- _Source_:
__________________________________________________
[Piglit] [PATCH 3/3] func.sync.semaphore-fd: new opaque-fd-no-sync test

[Tapani Pälli]

Patch adds a new test that is expected to fail, new option and
some minor refactor done to check_memory_contents to allow this.

Signed-off-by: Tapani Pälli <tapani.palli at intel.com>
---
 src/tests/func/sync/semaphore-fd.c | 105 +++++++++++++++++++++++++++++++++++--
 1 file changed, 101 insertions(+), 4 deletions(-)

diff --git a/src/tests/func/sync/semaphore-fd.c b/src/tests/func/sync/semaphore-fd.c
index ea54369..385edde 100644
--- a/src/tests/func/sync/semaphore-fd.c
+++ b/src/tests/func/sync/semaphore-fd.c
@@ -563,7 +563,7 @@ init_memory_contents(struct test_context *ctx,
 static void
 check_memory_contents(struct test_context *ctx,
                       uint32_t *data, VkDeviceMemory memory,
-                      bool multi_ctx)
+                      bool multi_ctx, bool expect_failure)
 {
     /* First, do the computation on the CPU */
     cpu_process_data(data);
@@ -589,6 +589,13 @@ check_memory_contents(struct test_context *ctx,
             .size = sizeof(struct buffer_layout),
         });
 
+    /* If expecting a failure, do a simple memcmp. */
+    if (expect_failure) {
+        t_assert(memcmp(data, map->data, sizeof(map->data)) != 0);
+        vkUnmapMemory(ctx->device, tmp_mem);
+        return;
+    }
+
     t_assert(map->atomic == NUM_HASH_ITERATIONS);
     for (unsigned i = 0; i < NUM_HASH_ITERATIONS; i++) {
         unsigned ctx_iter = multi_ctx ? (i >> 1) : i;
@@ -635,7 +642,7 @@ test_sanity(void)
         }
     }
 
-    check_memory_contents(&ctx, cpu_data, mem, false);
+    check_memory_contents(&ctx, cpu_data, mem, false, false);
 }
 
 test_define {
@@ -813,7 +820,7 @@ test_opaque_fd(void)
 
     logi("All compute batches queued\n");
 
-    check_memory_contents(&ctx1, cpu_data, mem1, true);
+    check_memory_contents(&ctx1, cpu_data, mem1, true, false);
 }
 
 test_define {
@@ -822,6 +829,96 @@ test_define {
     .no_image = true,
 };
 
+static void
+test_opaque_fd_no_sync(void)
+{
+    t_require_ext("VK_KHR_external_memory");
+    t_require_ext("VK_KHR_external_memory_capabilities");
+    t_require_ext("VK_KHR_external_memory_fd");
+    t_require_ext("VK_EXT_global_priority");
+
+    struct test_context ctx1, ctx2;
+    init_context(&ctx1, 1.0, VK_QUEUE_GLOBAL_PRIORITY_MEDIUM);
+    init_context(&ctx2, 0.0, VK_QUEUE_GLOBAL_PRIORITY_LOW);
+
+#define GET_FUNCTION_PTR(name, device) \
+    PFN_vk##name name = (PFN_vk##name)vkGetDeviceProcAddr(device, "vk"#name)
__________________________________________________
- _Entries supplied_:
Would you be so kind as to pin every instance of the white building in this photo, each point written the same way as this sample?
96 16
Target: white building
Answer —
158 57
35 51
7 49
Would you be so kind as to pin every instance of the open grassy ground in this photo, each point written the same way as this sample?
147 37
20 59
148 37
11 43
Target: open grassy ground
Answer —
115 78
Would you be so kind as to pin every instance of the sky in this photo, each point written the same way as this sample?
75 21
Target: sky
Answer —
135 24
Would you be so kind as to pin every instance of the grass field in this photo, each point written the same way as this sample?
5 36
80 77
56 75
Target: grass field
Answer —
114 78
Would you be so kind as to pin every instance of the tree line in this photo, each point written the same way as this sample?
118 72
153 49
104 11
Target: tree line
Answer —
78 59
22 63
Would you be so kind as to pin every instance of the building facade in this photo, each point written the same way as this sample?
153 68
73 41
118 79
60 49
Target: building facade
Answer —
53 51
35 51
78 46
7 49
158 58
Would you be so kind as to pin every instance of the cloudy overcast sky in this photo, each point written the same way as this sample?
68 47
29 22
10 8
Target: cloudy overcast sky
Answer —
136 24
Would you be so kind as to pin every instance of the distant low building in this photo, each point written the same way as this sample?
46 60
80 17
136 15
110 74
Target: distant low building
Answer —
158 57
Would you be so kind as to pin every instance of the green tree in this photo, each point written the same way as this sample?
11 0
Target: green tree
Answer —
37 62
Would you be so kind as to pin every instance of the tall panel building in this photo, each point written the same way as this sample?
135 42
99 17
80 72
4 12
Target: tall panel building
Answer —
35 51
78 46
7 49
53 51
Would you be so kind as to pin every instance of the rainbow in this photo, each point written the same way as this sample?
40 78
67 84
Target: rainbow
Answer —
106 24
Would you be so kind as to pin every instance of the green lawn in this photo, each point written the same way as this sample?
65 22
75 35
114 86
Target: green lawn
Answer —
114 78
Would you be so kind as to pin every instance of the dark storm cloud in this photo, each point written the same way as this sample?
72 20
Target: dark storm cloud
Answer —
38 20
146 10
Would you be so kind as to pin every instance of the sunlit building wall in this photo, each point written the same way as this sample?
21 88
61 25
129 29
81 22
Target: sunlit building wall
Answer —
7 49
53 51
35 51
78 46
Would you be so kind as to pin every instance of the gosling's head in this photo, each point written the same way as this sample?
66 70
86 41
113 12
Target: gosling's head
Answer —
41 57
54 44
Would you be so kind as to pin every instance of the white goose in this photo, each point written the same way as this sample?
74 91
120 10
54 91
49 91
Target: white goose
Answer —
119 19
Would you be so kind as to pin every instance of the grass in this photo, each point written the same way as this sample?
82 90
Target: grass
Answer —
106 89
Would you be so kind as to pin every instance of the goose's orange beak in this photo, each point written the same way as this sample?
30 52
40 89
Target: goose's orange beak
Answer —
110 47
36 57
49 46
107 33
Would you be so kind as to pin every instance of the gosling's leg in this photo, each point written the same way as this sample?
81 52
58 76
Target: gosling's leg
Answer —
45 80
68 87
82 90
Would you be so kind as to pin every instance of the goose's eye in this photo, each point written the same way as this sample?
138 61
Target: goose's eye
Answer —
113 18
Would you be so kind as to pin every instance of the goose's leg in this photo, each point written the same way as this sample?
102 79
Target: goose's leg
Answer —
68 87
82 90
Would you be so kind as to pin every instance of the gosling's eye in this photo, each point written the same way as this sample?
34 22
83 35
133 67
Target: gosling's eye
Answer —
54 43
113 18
__________________________________________________
- _Required task_: How many insertions and deletions does the patch report for its one changed file? The items were taken from a different source than the patch.

- _Result for this exercise_: 101 insertions and 4 deletions.